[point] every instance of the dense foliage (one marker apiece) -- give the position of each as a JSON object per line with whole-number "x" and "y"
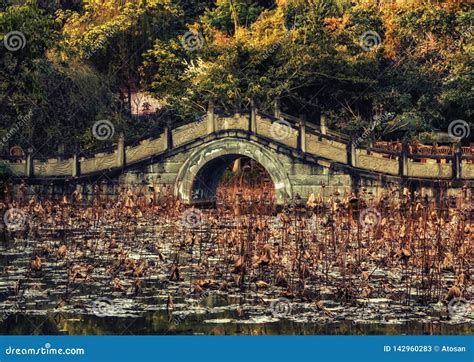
{"x": 351, "y": 61}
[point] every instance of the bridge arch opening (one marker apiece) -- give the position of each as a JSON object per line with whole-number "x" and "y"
{"x": 199, "y": 177}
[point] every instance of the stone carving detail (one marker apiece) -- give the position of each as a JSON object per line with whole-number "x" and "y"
{"x": 376, "y": 163}
{"x": 53, "y": 168}
{"x": 99, "y": 163}
{"x": 237, "y": 122}
{"x": 328, "y": 149}
{"x": 189, "y": 132}
{"x": 429, "y": 170}
{"x": 145, "y": 149}
{"x": 467, "y": 170}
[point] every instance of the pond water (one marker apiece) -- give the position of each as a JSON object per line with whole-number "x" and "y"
{"x": 158, "y": 278}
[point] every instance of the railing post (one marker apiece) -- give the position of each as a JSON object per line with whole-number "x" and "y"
{"x": 211, "y": 122}
{"x": 323, "y": 126}
{"x": 29, "y": 162}
{"x": 351, "y": 154}
{"x": 276, "y": 108}
{"x": 75, "y": 165}
{"x": 302, "y": 133}
{"x": 61, "y": 148}
{"x": 168, "y": 138}
{"x": 457, "y": 162}
{"x": 121, "y": 151}
{"x": 403, "y": 160}
{"x": 253, "y": 117}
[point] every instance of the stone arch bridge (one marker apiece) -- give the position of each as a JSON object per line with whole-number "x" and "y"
{"x": 300, "y": 157}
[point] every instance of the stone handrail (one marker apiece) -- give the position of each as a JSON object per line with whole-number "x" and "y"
{"x": 292, "y": 132}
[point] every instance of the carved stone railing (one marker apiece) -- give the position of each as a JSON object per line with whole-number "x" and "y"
{"x": 294, "y": 133}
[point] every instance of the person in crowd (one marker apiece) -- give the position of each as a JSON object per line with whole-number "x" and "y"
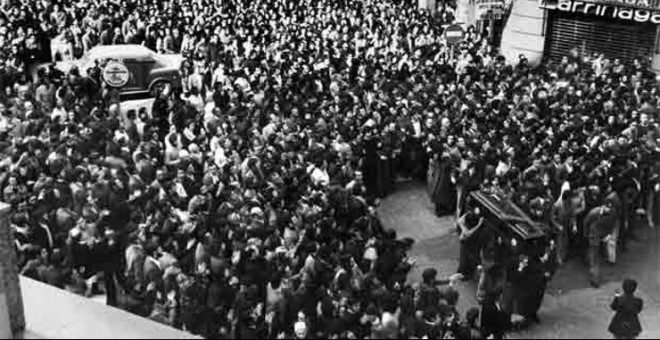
{"x": 470, "y": 226}
{"x": 625, "y": 323}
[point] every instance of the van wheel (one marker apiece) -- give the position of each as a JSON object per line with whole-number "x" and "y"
{"x": 157, "y": 88}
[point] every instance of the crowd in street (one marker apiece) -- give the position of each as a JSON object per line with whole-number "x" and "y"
{"x": 243, "y": 204}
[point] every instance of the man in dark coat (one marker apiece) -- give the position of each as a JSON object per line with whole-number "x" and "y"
{"x": 625, "y": 324}
{"x": 494, "y": 321}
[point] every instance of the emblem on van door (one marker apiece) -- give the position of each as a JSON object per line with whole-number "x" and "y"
{"x": 116, "y": 74}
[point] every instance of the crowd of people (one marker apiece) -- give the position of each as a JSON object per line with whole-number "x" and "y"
{"x": 243, "y": 204}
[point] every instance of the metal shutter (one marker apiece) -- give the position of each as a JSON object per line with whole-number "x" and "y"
{"x": 617, "y": 39}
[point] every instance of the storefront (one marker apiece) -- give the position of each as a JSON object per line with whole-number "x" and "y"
{"x": 624, "y": 29}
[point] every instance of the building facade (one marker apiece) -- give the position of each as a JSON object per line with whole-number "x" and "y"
{"x": 549, "y": 29}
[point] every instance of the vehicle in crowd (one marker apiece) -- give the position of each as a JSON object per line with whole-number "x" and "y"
{"x": 148, "y": 71}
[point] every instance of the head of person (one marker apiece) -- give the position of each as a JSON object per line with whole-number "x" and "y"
{"x": 629, "y": 286}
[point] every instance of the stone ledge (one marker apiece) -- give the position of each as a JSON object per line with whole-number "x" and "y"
{"x": 52, "y": 313}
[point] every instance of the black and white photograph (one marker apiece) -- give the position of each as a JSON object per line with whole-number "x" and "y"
{"x": 329, "y": 169}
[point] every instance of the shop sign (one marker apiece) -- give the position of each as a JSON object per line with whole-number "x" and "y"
{"x": 489, "y": 9}
{"x": 611, "y": 9}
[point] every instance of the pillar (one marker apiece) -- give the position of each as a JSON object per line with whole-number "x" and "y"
{"x": 11, "y": 300}
{"x": 655, "y": 62}
{"x": 524, "y": 32}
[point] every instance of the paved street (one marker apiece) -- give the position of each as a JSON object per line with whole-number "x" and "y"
{"x": 571, "y": 309}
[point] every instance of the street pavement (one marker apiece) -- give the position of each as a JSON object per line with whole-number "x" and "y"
{"x": 571, "y": 308}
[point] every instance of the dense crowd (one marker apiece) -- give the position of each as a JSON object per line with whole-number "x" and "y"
{"x": 243, "y": 203}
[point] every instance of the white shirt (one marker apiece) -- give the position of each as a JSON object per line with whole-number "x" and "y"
{"x": 320, "y": 176}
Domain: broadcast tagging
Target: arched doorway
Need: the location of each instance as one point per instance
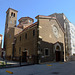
(24, 55)
(57, 52)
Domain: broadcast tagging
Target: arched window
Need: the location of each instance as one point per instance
(12, 14)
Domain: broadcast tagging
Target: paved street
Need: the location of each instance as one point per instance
(43, 69)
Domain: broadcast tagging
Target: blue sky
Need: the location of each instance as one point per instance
(32, 8)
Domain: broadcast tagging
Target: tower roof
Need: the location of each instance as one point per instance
(26, 18)
(11, 9)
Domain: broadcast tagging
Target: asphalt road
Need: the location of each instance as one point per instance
(43, 69)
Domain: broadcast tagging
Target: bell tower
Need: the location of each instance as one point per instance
(11, 19)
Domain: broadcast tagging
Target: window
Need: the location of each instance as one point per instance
(33, 32)
(46, 51)
(9, 36)
(14, 14)
(20, 38)
(25, 35)
(19, 50)
(14, 21)
(29, 20)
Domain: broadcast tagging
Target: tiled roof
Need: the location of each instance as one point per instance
(41, 16)
(26, 18)
(30, 26)
(11, 9)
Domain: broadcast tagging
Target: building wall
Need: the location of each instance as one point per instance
(0, 41)
(47, 38)
(29, 44)
(9, 43)
(71, 37)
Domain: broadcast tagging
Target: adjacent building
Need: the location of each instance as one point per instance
(69, 34)
(0, 44)
(38, 42)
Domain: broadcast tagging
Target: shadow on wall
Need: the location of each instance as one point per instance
(51, 55)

- SET PROBLEM -
Copy the records above exactly, omitting every picture.

- FINAL ANSWER -
[point] every instance of the dense foliage (one marker apiece) -- give the position of each as a JSON object per line with whole-number "x" and "y"
{"x": 351, "y": 61}
[point] every instance of the bridge arch opening (one marker apiece) -- give the position of each as a JSON object per line with whole-number "x" and "y"
{"x": 199, "y": 177}
[point] every instance of the stone carving detail (one marker apiece) -- give the position of each as a JSON object per line with whole-number "x" and "y"
{"x": 376, "y": 163}
{"x": 53, "y": 168}
{"x": 99, "y": 163}
{"x": 237, "y": 122}
{"x": 328, "y": 149}
{"x": 189, "y": 132}
{"x": 429, "y": 170}
{"x": 145, "y": 149}
{"x": 467, "y": 170}
[point] every instance of the pond water (one marker apiece) -- give the position of each as a JSON object per line with whole-number "x" and "y"
{"x": 158, "y": 278}
[point] every instance of the railing post (one marker apiece) -- give the position of each as a JSON object per line with whole-number "x" and "y"
{"x": 211, "y": 122}
{"x": 323, "y": 126}
{"x": 29, "y": 162}
{"x": 351, "y": 154}
{"x": 276, "y": 108}
{"x": 75, "y": 165}
{"x": 302, "y": 133}
{"x": 61, "y": 148}
{"x": 168, "y": 138}
{"x": 457, "y": 162}
{"x": 121, "y": 151}
{"x": 403, "y": 160}
{"x": 253, "y": 117}
[point] every instance of the stone arch bridge (one marker apiece) -- give the position of each as a JSON object per line with whole-number "x" and "y"
{"x": 300, "y": 157}
[point] every instance of the stone handrail (one marker apiece) -- give the position of each as a JSON object per line with whole-number "x" and "y"
{"x": 292, "y": 132}
[point] every instance of the carved stone railing (one marker apiece) -- give the position of each as a JSON object per line with whole-number "x" and "y"
{"x": 294, "y": 133}
[point] every instance of the person in crowd (one marker apiece) -- give the position of each as a JSON object per line with whole-number "x" and "y"
{"x": 470, "y": 226}
{"x": 625, "y": 323}
[point] every instance of the van wheel (one marker apiece) -- give the position of each as a JSON object per line with whole-number "x" and "y"
{"x": 157, "y": 88}
[point] every instance of the crowd in street (one marker apiece) -- give the position of each as a JSON object per line with whole-number "x" and "y"
{"x": 243, "y": 204}
[point] every instance of the man in dark coat (one marker apiece) -- give the position of each as a JSON object per line with whole-number "x" and "y"
{"x": 625, "y": 324}
{"x": 494, "y": 321}
[point] every instance of the emblem on van door (one marker apiece) -- give the position of each as a JSON object per line with whole-number "x" and "y"
{"x": 116, "y": 74}
[point] every instance of the crowd of people (one marker apiece) -- give the position of each as a JSON object per line with whole-number "x" and "y"
{"x": 243, "y": 204}
[point] every instance of the metal shutter (one marker apiece) -- give the position of each as a JSON object per line with whole-number "x" and "y"
{"x": 617, "y": 39}
[point] every instance of the storefront (one marker apiece) -- give the position of each as a JSON object per line with whole-number "x" and "y"
{"x": 624, "y": 29}
[point] every instance of the building facade (one marker apiece) -- give the position of each as a JSON object per line with whole-number "x" and "y"
{"x": 549, "y": 29}
[point] every instance of the vehicle in crowd (one marker apiece) -- give the position of each as a JSON object per line with whole-number "x" and "y"
{"x": 148, "y": 71}
[point] every instance of the head of person (one marker apiece) -- give the position of each as a JSON object per line with whole-number "x" and "y"
{"x": 629, "y": 286}
[point] every instance of the stone ledge (one marker apiece) -- give the position of each as a JSON object per line with whole-number "x" and "y"
{"x": 52, "y": 313}
[point] every instance of the black and white photograph (one marker apiece) -- give the position of each as a JSON object per line with whole-number "x" and "y"
{"x": 329, "y": 169}
[point] every instance of the shop sign (one marker apiece) -- give the position of each as a JSON object per line with whole-number "x" and "y"
{"x": 489, "y": 9}
{"x": 611, "y": 9}
[point] every instance of the pillar (one marker apiece) -- give the position of each as a JSON object per line with whole-number "x" and "y"
{"x": 11, "y": 300}
{"x": 655, "y": 62}
{"x": 524, "y": 32}
[point] every instance of the paved street (one marker apiece) -- give the position of each as a JSON object per line with whole-number "x" and "y"
{"x": 571, "y": 309}
[point] every instance of the street pavement (one marker apiece) -- give the position of each as a JSON object per line with whole-number "x" and "y"
{"x": 571, "y": 308}
[point] every instance of the dense crowd (one marker apiece) -- give the position of each as a JSON object per line with whole-number "x" and "y"
{"x": 243, "y": 203}
[point] every instance of the white shirt (one marker apiece) -- give the position of each as a JSON object per line with whole-number "x" and "y"
{"x": 320, "y": 176}
Domain: broadcast tagging
Target: arched doorway
Need: the location of each instance as one point per instance
(24, 55)
(57, 52)
Domain: broadcast tagging
Target: arched window
Need: the location of each instance as one point per instance
(12, 14)
Domain: broadcast tagging
Target: paved street
Need: the location of each instance as one point per instance
(43, 69)
Domain: broadcast tagging
Target: blue sky
Need: the location of each instance as one point per instance
(32, 8)
Domain: broadcast tagging
Target: tower roof
Need: the location of each instance as one point per instance
(26, 18)
(11, 9)
Domain: broadcast tagging
Target: asphalt road
Need: the location of each instance as one point per instance
(43, 69)
Domain: broadcast tagging
Target: bell tower
Need: the location of each instance as one point per instance
(11, 19)
Domain: broadcast tagging
Target: window
Need: the location of each instance as one point per instance
(33, 32)
(46, 51)
(9, 36)
(14, 14)
(20, 38)
(25, 35)
(19, 50)
(14, 21)
(29, 20)
Domain: broadcast tagging
Target: tiled roof
Need: the location of each instance as one point per instance
(41, 16)
(26, 18)
(30, 26)
(11, 9)
Domain: broadcast tagging
Target: building wall
Need: the location of each instance as one point per instance
(0, 41)
(47, 38)
(29, 44)
(9, 43)
(71, 37)
Domain: broadcast tagging
Target: adjacent building
Need: the location of each instance as one point per instance
(69, 34)
(0, 44)
(38, 42)
Domain: broadcast tagging
Target: shadow on wall
Need: the location of each instance as one point per instance
(51, 55)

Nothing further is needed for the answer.